### TASK GOAL
In the text on predicting the remaining useful life of lithium-ion batteries, what does VMD do with the granulated sequences of Low and Up?

::: TEXT SHOWN

Step 3: Construction of periodic time series. After completing the trend-filtering segmentation of an HI of LiBs, the HI becomes two subsequences with upper and lower limits. Repeatedly executing Step 1 and Step 2, the upper subsequence Up of the HI of LiBs can be obtained, forming a non-periodic dataset. On this basis, these non-periodic data are converted into a dataset with periodic characteristics by different permutation strategies, and the best periodic time series are determined based on the experimental results as the basic data for subsequent experiments.

Step 4: Building prediction model. The fuzzy granulated Low and Up are used to train the VMD-GRU prediction model. The granulated sequences of Low and Up are first given to VMD to decompose into individual modal components. Then, each component is divided into a training set and test set. Finally, the training set is fed into a GRU to train the prediction model and find the best model. Particularly, in the data division stage, the training set not only contains the original training data of the predicted batteries but also combines other battery degradation data that constitute the periodic time series.

Step 5: RUL prediction with VMD-GRU. The test data of each modal component are provided to the trained VMD-GRU prediction model, and the prediction data of each modal component of the Up and Low are reconstructed to achieve RUL interval prediction for LiBs.

::::::
::: DATASET EXTRACT

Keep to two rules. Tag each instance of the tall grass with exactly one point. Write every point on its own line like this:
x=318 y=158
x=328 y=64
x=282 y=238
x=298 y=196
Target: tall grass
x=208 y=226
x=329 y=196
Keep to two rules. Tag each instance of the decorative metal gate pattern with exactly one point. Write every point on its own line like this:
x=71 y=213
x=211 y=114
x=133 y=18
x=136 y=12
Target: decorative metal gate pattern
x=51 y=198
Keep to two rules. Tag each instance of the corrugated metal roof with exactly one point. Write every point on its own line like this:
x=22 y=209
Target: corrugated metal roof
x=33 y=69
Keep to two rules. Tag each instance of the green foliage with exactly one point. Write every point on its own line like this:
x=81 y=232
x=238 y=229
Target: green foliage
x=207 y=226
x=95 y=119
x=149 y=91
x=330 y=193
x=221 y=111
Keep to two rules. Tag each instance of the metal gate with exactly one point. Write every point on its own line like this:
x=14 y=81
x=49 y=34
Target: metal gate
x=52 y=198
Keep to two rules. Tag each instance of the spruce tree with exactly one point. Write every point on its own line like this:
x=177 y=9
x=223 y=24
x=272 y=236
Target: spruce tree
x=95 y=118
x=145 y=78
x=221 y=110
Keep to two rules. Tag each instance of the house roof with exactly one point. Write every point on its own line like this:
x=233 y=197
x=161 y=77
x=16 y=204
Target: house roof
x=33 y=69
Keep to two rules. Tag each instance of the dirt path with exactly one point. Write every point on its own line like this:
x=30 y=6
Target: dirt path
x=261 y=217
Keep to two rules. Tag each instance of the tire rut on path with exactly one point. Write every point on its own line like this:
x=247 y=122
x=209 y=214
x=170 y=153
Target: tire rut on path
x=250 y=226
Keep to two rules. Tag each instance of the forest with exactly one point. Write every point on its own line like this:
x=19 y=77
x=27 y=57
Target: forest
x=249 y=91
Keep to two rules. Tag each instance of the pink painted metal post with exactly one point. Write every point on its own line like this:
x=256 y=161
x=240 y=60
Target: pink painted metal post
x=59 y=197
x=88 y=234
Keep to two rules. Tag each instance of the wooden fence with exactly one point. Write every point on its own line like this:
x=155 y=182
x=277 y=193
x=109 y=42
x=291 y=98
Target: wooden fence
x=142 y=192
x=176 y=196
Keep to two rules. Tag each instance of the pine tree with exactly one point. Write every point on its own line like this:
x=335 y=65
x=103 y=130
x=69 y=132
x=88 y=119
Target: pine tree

::::::

### ANSWER TO THE PROBLEM
It decomposes them into individual modal components.